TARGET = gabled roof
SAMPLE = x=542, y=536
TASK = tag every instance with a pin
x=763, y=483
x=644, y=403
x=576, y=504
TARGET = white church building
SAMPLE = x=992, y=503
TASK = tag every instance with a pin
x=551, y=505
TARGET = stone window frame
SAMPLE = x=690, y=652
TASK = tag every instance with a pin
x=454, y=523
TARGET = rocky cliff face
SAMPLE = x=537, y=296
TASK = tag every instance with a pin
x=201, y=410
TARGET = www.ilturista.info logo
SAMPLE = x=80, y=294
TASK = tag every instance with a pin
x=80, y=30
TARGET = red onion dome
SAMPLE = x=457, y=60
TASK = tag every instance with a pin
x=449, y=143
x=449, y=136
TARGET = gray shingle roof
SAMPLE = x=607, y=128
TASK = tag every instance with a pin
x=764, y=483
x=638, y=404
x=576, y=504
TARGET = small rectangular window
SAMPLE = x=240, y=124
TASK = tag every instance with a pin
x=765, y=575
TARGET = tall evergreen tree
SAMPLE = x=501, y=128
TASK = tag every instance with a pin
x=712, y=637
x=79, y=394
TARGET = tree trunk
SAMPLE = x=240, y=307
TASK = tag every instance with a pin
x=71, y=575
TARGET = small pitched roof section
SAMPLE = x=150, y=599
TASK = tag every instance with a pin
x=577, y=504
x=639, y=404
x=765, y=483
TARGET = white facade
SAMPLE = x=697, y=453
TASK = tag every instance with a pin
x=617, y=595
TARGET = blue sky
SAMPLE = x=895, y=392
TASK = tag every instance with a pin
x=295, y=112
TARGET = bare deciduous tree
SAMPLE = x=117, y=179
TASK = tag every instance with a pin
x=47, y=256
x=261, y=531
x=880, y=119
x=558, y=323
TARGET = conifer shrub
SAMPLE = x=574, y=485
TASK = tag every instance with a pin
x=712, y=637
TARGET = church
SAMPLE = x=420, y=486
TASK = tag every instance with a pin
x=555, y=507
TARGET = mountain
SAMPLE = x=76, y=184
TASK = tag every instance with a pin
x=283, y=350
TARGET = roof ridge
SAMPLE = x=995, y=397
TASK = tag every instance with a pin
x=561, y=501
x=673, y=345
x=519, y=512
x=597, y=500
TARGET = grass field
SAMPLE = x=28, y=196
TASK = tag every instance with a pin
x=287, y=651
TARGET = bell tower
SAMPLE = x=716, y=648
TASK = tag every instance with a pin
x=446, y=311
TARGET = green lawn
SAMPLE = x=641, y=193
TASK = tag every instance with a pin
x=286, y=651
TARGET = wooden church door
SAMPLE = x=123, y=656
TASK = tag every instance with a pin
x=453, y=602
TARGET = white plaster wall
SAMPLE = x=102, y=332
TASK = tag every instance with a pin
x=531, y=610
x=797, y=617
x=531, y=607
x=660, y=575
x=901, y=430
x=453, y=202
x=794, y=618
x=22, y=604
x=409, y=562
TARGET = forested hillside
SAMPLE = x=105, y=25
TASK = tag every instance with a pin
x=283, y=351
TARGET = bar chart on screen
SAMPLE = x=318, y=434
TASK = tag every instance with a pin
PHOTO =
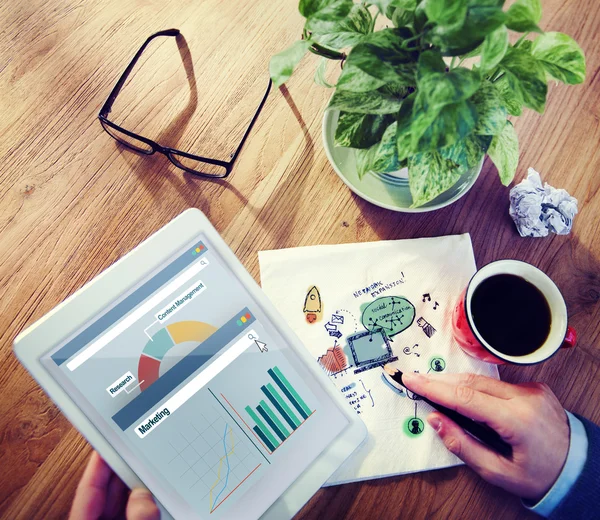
x=274, y=408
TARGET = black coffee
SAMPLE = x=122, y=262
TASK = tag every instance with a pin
x=511, y=314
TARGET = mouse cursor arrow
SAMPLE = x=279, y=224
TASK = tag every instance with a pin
x=261, y=346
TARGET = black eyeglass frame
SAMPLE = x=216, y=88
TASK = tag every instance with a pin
x=155, y=147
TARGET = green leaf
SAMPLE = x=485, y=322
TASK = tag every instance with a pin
x=283, y=64
x=457, y=40
x=560, y=55
x=491, y=114
x=403, y=132
x=420, y=17
x=504, y=152
x=354, y=79
x=402, y=17
x=530, y=77
x=493, y=49
x=384, y=5
x=446, y=12
x=510, y=92
x=360, y=130
x=320, y=74
x=431, y=131
x=343, y=33
x=438, y=89
x=386, y=157
x=430, y=62
x=466, y=153
x=524, y=15
x=381, y=56
x=327, y=10
x=372, y=102
x=430, y=174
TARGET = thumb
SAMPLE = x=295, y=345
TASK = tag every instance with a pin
x=141, y=506
x=488, y=464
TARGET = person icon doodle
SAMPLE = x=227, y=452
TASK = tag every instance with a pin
x=415, y=427
x=437, y=364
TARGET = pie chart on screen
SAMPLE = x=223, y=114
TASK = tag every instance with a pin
x=163, y=341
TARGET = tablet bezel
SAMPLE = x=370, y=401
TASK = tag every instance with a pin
x=84, y=305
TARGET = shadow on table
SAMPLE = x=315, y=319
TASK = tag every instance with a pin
x=283, y=195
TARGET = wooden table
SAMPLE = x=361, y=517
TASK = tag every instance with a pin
x=73, y=202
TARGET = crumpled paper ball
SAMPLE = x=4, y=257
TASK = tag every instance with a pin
x=538, y=210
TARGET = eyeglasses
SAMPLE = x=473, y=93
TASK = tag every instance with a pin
x=194, y=164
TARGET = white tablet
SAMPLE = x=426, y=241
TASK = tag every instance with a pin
x=184, y=377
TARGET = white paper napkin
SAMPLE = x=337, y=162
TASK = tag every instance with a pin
x=327, y=292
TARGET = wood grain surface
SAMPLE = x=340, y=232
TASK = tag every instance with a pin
x=72, y=202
┄┄┄┄┄┄
Format every line of the records above as a Markdown table with two columns, Number and Text, giving each row its number and skipping blank lines. Leave the pictures out of your answer.

* Answer in full:
| Number | Text |
|---|---|
| 1 | TARGET = gabled roof |
| 2 | SAMPLE = x=542, y=536 |
| 3 | TASK = tag every instance with a pin |
| 4 | x=763, y=483 |
| 5 | x=644, y=403 |
| 6 | x=576, y=504 |
| 7 | TARGET = white church building |
| 8 | SAMPLE = x=992, y=503 |
| 9 | TASK = tag every instance with a pin |
| 10 | x=551, y=505 |
| 11 | TARGET = stone window frame |
| 12 | SAMPLE = x=690, y=652 |
| 13 | TASK = tag every instance with a pin |
| 14 | x=454, y=523 |
| 15 | TARGET = rocky cliff face |
| 16 | SAMPLE = x=537, y=296 |
| 17 | TASK = tag every instance with a pin |
| 18 | x=201, y=410 |
| 19 | TARGET = www.ilturista.info logo |
| 20 | SAMPLE = x=80, y=294 |
| 21 | TASK = tag every instance with a pin |
| 22 | x=80, y=30 |
| 23 | TARGET = red onion dome |
| 24 | SAMPLE = x=457, y=60 |
| 25 | TASK = tag every instance with a pin |
| 26 | x=449, y=143 |
| 27 | x=449, y=136 |
| 28 | TARGET = gray shingle roof |
| 29 | SAMPLE = x=607, y=128 |
| 30 | TASK = tag every instance with a pin |
| 31 | x=764, y=483 |
| 32 | x=638, y=404 |
| 33 | x=576, y=504 |
| 34 | TARGET = small rectangular window |
| 35 | SAMPLE = x=240, y=124 |
| 36 | TASK = tag every instance with a pin |
| 37 | x=765, y=575 |
| 38 | TARGET = tall evergreen tree |
| 39 | SAMPLE = x=501, y=128 |
| 40 | TASK = tag every instance with a pin |
| 41 | x=712, y=637 |
| 42 | x=79, y=394 |
| 43 | TARGET = tree trunk |
| 44 | SAMPLE = x=240, y=307 |
| 45 | TASK = tag every instance with a pin |
| 46 | x=71, y=575 |
| 47 | TARGET = small pitched roof section |
| 48 | SAMPLE = x=150, y=599 |
| 49 | TASK = tag every instance with a pin |
| 50 | x=577, y=504 |
| 51 | x=639, y=404 |
| 52 | x=765, y=483 |
| 53 | TARGET = white facade |
| 54 | SAMPLE = x=697, y=453 |
| 55 | TASK = tag every instance with a pin |
| 56 | x=617, y=595 |
| 57 | TARGET = blue sky |
| 58 | SAMPLE = x=895, y=392 |
| 59 | TASK = tag every instance with a pin |
| 60 | x=295, y=112 |
| 61 | TARGET = bare deciduous tree |
| 62 | SAMPLE = x=117, y=179 |
| 63 | TASK = tag every instance with a pin |
| 64 | x=47, y=256 |
| 65 | x=261, y=531 |
| 66 | x=880, y=119 |
| 67 | x=558, y=323 |
| 68 | TARGET = conifer shrub |
| 69 | SAMPLE = x=574, y=485 |
| 70 | TASK = tag every instance with a pin |
| 71 | x=712, y=637 |
| 72 | TARGET = church |
| 73 | SAMPLE = x=420, y=486 |
| 74 | TASK = tag every instance with a pin |
| 75 | x=555, y=507 |
| 76 | TARGET = mountain |
| 77 | SAMPLE = x=76, y=184 |
| 78 | TASK = tag every instance with a pin |
| 79 | x=283, y=350 |
| 80 | TARGET = roof ridge |
| 81 | SAMPLE = x=995, y=397 |
| 82 | TASK = tag every instance with a pin |
| 83 | x=561, y=501 |
| 84 | x=673, y=345 |
| 85 | x=519, y=512 |
| 86 | x=597, y=500 |
| 87 | TARGET = grass field |
| 88 | SAMPLE = x=28, y=196 |
| 89 | TASK = tag every instance with a pin |
| 90 | x=287, y=651 |
| 91 | TARGET = bell tower |
| 92 | SAMPLE = x=716, y=648 |
| 93 | TASK = tag every instance with a pin |
| 94 | x=446, y=311 |
| 95 | TARGET = green lawn |
| 96 | SAMPLE = x=641, y=193 |
| 97 | TASK = tag every instance with a pin |
| 98 | x=286, y=651 |
| 99 | TARGET = wooden church door |
| 100 | SAMPLE = x=123, y=656 |
| 101 | TASK = tag every instance with a pin |
| 102 | x=453, y=602 |
| 103 | TARGET = white plaster wall |
| 104 | SAMPLE = x=102, y=332 |
| 105 | TASK = tag every instance with a pin |
| 106 | x=531, y=610 |
| 107 | x=797, y=617 |
| 108 | x=531, y=607 |
| 109 | x=660, y=575 |
| 110 | x=901, y=430 |
| 111 | x=453, y=202 |
| 112 | x=794, y=618 |
| 113 | x=22, y=604 |
| 114 | x=409, y=562 |
| 115 | TARGET = forested hillside |
| 116 | SAMPLE = x=105, y=25 |
| 117 | TASK = tag every instance with a pin |
| 118 | x=283, y=351 |
| 119 | TARGET = bar chart on screen |
| 120 | SAMPLE = x=318, y=434 |
| 121 | TASK = tag every instance with a pin |
| 122 | PHOTO = |
| 123 | x=274, y=408 |
| 124 | TARGET = black coffee |
| 125 | SAMPLE = x=122, y=262 |
| 126 | TASK = tag every instance with a pin |
| 127 | x=511, y=314 |
| 128 | TARGET = mouse cursor arrow |
| 129 | SAMPLE = x=279, y=224 |
| 130 | TASK = tag every instance with a pin |
| 131 | x=261, y=346 |
| 132 | TARGET = black eyeglass frame |
| 133 | SAMPLE = x=216, y=88 |
| 134 | TASK = tag every instance with a pin |
| 135 | x=155, y=147 |
| 136 | TARGET = green leaf |
| 137 | SAMPLE = x=485, y=322 |
| 138 | TASK = tag every instance with a pin |
| 139 | x=283, y=64 |
| 140 | x=457, y=40 |
| 141 | x=560, y=55 |
| 142 | x=491, y=114 |
| 143 | x=403, y=132 |
| 144 | x=420, y=17 |
| 145 | x=504, y=152 |
| 146 | x=354, y=79 |
| 147 | x=402, y=17 |
| 148 | x=530, y=77 |
| 149 | x=493, y=49 |
| 150 | x=384, y=5 |
| 151 | x=446, y=12 |
| 152 | x=510, y=92 |
| 153 | x=360, y=130 |
| 154 | x=320, y=74 |
| 155 | x=431, y=131 |
| 156 | x=343, y=33 |
| 157 | x=438, y=89 |
| 158 | x=386, y=157 |
| 159 | x=430, y=62 |
| 160 | x=466, y=153 |
| 161 | x=524, y=15 |
| 162 | x=381, y=56 |
| 163 | x=327, y=10 |
| 164 | x=372, y=102 |
| 165 | x=430, y=174 |
| 166 | TARGET = thumb |
| 167 | SAMPLE = x=295, y=345 |
| 168 | TASK = tag every instance with a pin |
| 169 | x=141, y=506 |
| 170 | x=488, y=464 |
| 171 | TARGET = person icon doodle |
| 172 | SAMPLE = x=227, y=452 |
| 173 | TASK = tag every instance with a pin |
| 174 | x=415, y=427 |
| 175 | x=437, y=364 |
| 176 | TARGET = pie chart on screen |
| 177 | SAMPLE = x=223, y=114 |
| 178 | TASK = tag every instance with a pin |
| 179 | x=163, y=341 |
| 180 | TARGET = tablet bezel |
| 181 | SAMPLE = x=370, y=401 |
| 182 | TASK = tag every instance with a pin |
| 183 | x=84, y=305 |
| 184 | TARGET = shadow on table |
| 185 | SAMPLE = x=315, y=319 |
| 186 | TASK = tag every instance with a pin |
| 187 | x=283, y=195 |
| 188 | TARGET = wooden table |
| 189 | SAMPLE = x=361, y=517 |
| 190 | TASK = tag every instance with a pin |
| 191 | x=73, y=202 |
| 192 | TARGET = crumpled paper ball |
| 193 | SAMPLE = x=4, y=257 |
| 194 | TASK = tag every instance with a pin |
| 195 | x=538, y=210 |
| 196 | TARGET = eyeglasses |
| 197 | SAMPLE = x=473, y=93 |
| 198 | TASK = tag every instance with a pin |
| 199 | x=194, y=164 |
| 200 | TARGET = white tablet |
| 201 | SAMPLE = x=426, y=241 |
| 202 | TASK = tag every instance with a pin |
| 203 | x=184, y=377 |
| 204 | TARGET = white paper napkin |
| 205 | SAMPLE = x=337, y=162 |
| 206 | TASK = tag every instance with a pin |
| 207 | x=327, y=292 |
| 208 | TARGET = wood grain surface |
| 209 | SAMPLE = x=340, y=232 |
| 210 | TASK = tag every instance with a pin |
| 211 | x=72, y=202 |